■ TO DO:
Format the lines below as a JSON list of strings, one string per line, leaving out blank lines and the pictures.

■ EXCERPTED DATA:

-------------------------

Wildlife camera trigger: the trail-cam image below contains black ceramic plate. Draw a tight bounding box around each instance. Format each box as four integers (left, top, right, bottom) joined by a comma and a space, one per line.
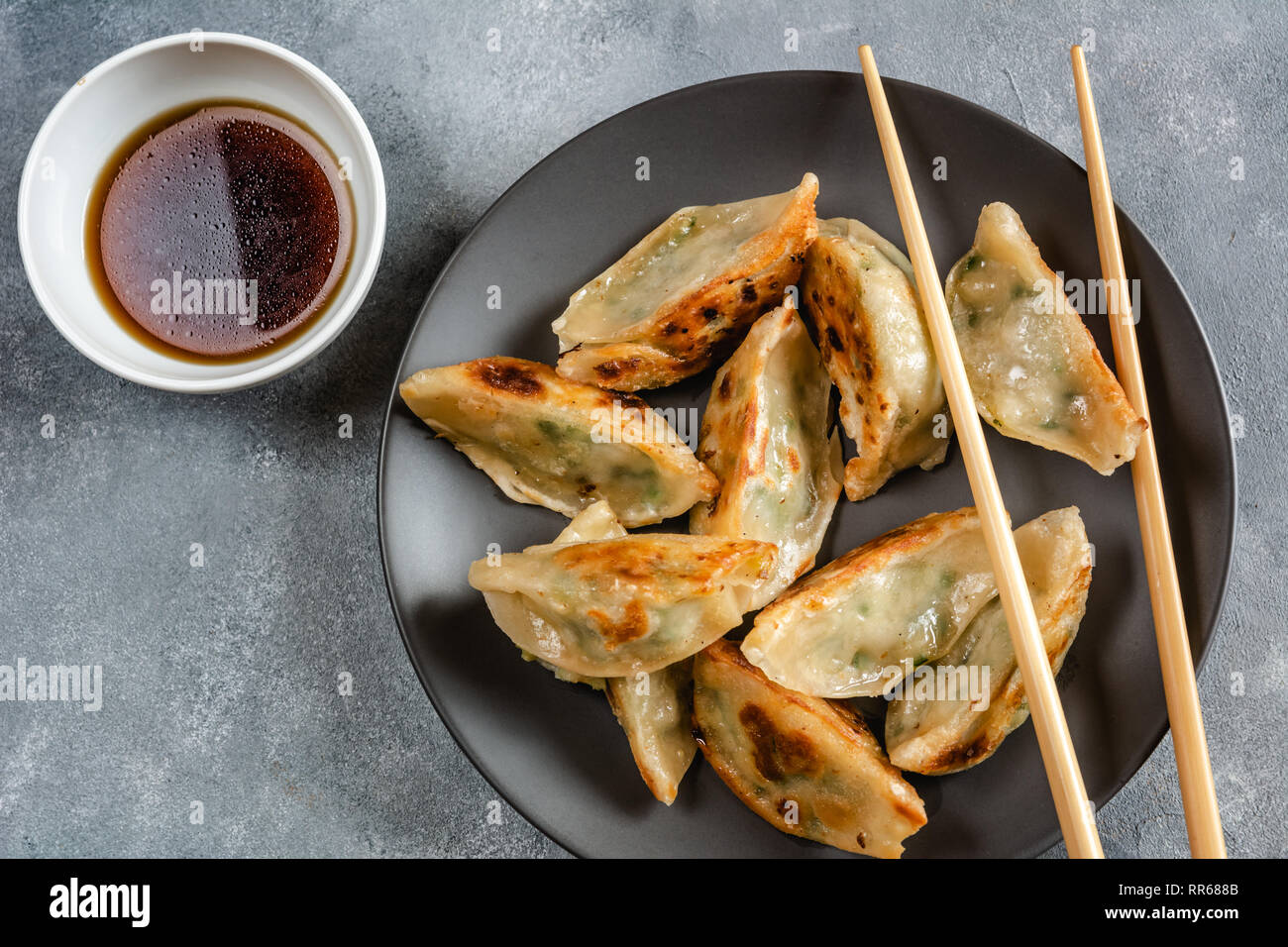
380, 72, 1235, 857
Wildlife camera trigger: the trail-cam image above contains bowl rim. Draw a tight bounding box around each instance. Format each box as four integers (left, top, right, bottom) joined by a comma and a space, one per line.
18, 30, 386, 394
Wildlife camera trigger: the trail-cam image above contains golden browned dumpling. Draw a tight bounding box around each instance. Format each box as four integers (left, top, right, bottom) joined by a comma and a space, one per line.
742, 506, 1077, 699
553, 174, 818, 391
608, 659, 698, 805
690, 300, 841, 611
398, 356, 720, 527
693, 640, 926, 858
483, 500, 698, 805
885, 506, 1091, 776
802, 218, 952, 500
945, 204, 1147, 474
742, 507, 997, 698
469, 532, 774, 678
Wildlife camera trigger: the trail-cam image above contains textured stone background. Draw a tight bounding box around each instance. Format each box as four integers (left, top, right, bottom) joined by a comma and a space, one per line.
0, 0, 1288, 857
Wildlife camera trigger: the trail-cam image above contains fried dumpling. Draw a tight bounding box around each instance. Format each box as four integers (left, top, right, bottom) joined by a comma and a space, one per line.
742, 506, 1082, 698
398, 357, 720, 527
690, 300, 841, 611
499, 500, 626, 690
802, 218, 952, 500
945, 204, 1147, 474
693, 640, 926, 858
469, 533, 774, 678
885, 506, 1091, 776
483, 500, 698, 805
802, 218, 952, 500
742, 507, 997, 698
553, 174, 818, 391
608, 657, 698, 805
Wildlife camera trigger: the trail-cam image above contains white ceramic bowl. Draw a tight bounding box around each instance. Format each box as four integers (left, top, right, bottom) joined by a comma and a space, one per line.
18, 33, 385, 391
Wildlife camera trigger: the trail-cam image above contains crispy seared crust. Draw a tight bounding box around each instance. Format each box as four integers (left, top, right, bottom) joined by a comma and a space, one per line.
802, 222, 948, 500
693, 640, 926, 858
690, 304, 841, 608
558, 174, 818, 391
398, 356, 720, 527
468, 532, 776, 678
756, 506, 979, 626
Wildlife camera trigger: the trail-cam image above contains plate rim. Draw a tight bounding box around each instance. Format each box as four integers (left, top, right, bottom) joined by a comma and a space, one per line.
376, 69, 1239, 858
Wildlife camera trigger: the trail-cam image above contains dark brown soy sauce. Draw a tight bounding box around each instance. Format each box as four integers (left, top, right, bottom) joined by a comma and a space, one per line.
85, 99, 356, 365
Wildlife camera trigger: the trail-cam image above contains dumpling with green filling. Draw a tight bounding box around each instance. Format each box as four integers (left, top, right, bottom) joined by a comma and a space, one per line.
885, 506, 1091, 776
469, 533, 776, 678
693, 642, 926, 858
553, 174, 818, 391
398, 356, 720, 527
742, 506, 997, 698
690, 297, 841, 611
802, 218, 952, 500
944, 202, 1147, 474
499, 500, 626, 690
608, 657, 698, 805
483, 500, 698, 805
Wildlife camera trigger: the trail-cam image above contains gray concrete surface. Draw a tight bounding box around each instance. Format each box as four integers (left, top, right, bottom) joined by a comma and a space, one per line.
0, 0, 1288, 857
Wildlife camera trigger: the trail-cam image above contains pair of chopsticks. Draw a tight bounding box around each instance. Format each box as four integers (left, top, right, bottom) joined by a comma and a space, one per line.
859, 46, 1225, 858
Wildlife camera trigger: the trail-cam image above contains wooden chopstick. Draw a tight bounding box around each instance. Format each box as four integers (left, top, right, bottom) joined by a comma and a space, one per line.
1070, 47, 1225, 858
859, 46, 1104, 858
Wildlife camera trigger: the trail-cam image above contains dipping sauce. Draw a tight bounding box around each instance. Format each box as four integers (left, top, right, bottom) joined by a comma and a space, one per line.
86, 103, 353, 361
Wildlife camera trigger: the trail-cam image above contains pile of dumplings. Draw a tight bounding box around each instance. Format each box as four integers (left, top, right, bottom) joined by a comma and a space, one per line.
399, 174, 1145, 858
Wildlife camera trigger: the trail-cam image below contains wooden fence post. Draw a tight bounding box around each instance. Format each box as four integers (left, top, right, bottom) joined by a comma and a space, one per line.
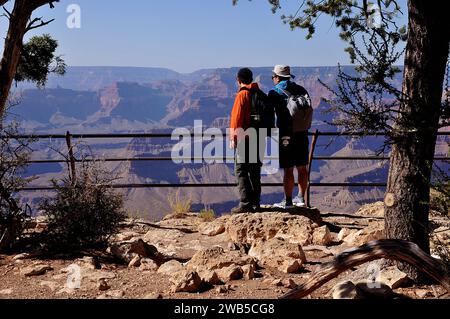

-------------------------

■ SOLUTION:
[
  "Wildlife camera trigger: the trail-cam image below contains black ceramic plate. Draw a tight bounding box around each instance. Format each box as four integers (left, top, right, bottom) joined by a comma and a space, one per line.",
  "380, 72, 1235, 857",
  "Wildlife camera trigger: the trail-cam image above contains bowl rim. Draw a tight bounding box around each instance. Format each box as four integers (left, top, right, bottom) joined by a comma and a space, one per line.",
  "18, 30, 386, 394",
  "Wildlife camera trigger: the trail-cam image above contains golden browned dumpling. Draw a tight bounding box around each instance. Format each box as four integers (left, top, right, bottom) joined by a comma and a space, one per line.",
  "742, 506, 1077, 699",
  "553, 174, 818, 391",
  "608, 659, 698, 805",
  "690, 300, 841, 611",
  "398, 356, 720, 527",
  "693, 640, 926, 858",
  "483, 500, 698, 805",
  "885, 506, 1091, 776",
  "802, 218, 952, 500",
  "945, 204, 1147, 474",
  "742, 507, 997, 698",
  "469, 532, 774, 678",
  "Wildlife camera trigger: the trail-cam image above contains textured stone background. Draw a tight bounding box around each instance. Format each box as four integers (left, top, right, bottom) joined by a comma and a space, one per line.",
  "0, 0, 1288, 857",
  "Wildlife camera trigger: the trail-cam image above contains fried dumpling. Draw a tight bounding box around each instance. Format each box as four integers (left, top, right, bottom) joined by a comma and a space, one per line.",
  "742, 506, 1082, 698",
  "398, 357, 720, 527",
  "690, 300, 841, 611",
  "499, 500, 626, 690",
  "802, 218, 952, 500",
  "945, 204, 1147, 474",
  "693, 640, 926, 858",
  "469, 533, 774, 678",
  "885, 506, 1091, 776",
  "483, 500, 698, 805",
  "802, 218, 952, 500",
  "742, 507, 997, 698",
  "553, 174, 818, 391",
  "608, 657, 698, 805",
  "Wildlife camera trigger: the trail-cam image above contains white ceramic bowl. Draw a tight bounding box around each instance. Format each box as four integers (left, top, right, bottom) joined by a comma and a space, one per line.",
  "18, 33, 385, 391",
  "Wildlife camera trigger: the trail-cam image above contains crispy seared crust. Draw a tight bounding box around each instance. Format each box as four integers (left, top, right, bottom) joined by a comma and a space, one per line.",
  "802, 222, 948, 500",
  "693, 640, 926, 858",
  "690, 304, 841, 608",
  "558, 174, 818, 391",
  "398, 356, 720, 527",
  "468, 532, 776, 678",
  "756, 506, 979, 626",
  "Wildlife camera trigger: the trail-cam image above contains plate rim. Draw a tight bounding box around each instance. Format each box as four integers (left, top, right, bottom) joined by a comma and a space, one per line.",
  "376, 69, 1239, 858",
  "Wildlife camera trigger: the trail-cam image above contains dark brown soy sauce. Draw a tight bounding box around each instance. Format each box as four integers (left, top, right, bottom) joined by a comma and a space, one per line.",
  "85, 99, 356, 365",
  "Wildlife camera trigger: the trail-cam image above contains dumpling with green filling. Draw a tight bounding box around each instance. Format each box as four integers (left, top, right, bottom) joined by a comma and a space, one per line.",
  "885, 506, 1091, 776",
  "469, 533, 776, 678",
  "693, 642, 926, 858",
  "553, 174, 818, 391",
  "398, 356, 720, 527",
  "742, 506, 997, 698",
  "690, 297, 841, 611",
  "802, 218, 952, 500",
  "944, 202, 1147, 474",
  "499, 500, 626, 690",
  "608, 657, 698, 805",
  "483, 500, 698, 805",
  "Wildlife camera trigger: the trail-cam image above contains gray concrete surface. Draw a tight bounding box around each instance. Format each box as four integers (left, top, right, bottom) joined by a comma and a space, one per line.",
  "0, 0, 1288, 857",
  "Wildlife camera trigger: the trail-cam image above contains pair of chopsticks. Draw a tight bounding box around each instance. Format each box as four integers (left, top, right, bottom) joined by a comma and a space, one per line.",
  "859, 46, 1225, 858",
  "Wildlife camera trigger: the trail-cam image above contains wooden chopstick. Draw a tight bounding box around each instance. Format each box as four integers (left, top, right, bottom) joined by a comma and a space, one per line.",
  "1070, 47, 1225, 858",
  "859, 46, 1104, 858",
  "Wildlife camera trigger: the trail-cam image above contains dipping sauce. Draw a tight bounding box around each instance. Format each box as four integers (left, top, right, bottom) joined by a comma and a space, one per line.",
  "86, 103, 353, 361",
  "Wildlife camera trigger: the trail-cam image above contains pile of dumplings. Draw a tight bounding box around each instance. Format each box as four integers (left, top, right, bottom) joined by a comma and a space, one per line.",
  "399, 174, 1145, 858",
  "Wildlife camera trigger: the trail-cam image below contains wooden fence post. Draw a tight bounding box around each instance. Format each box as four integers (left, top, right, bottom) joined by a comma and a space, one per line."
]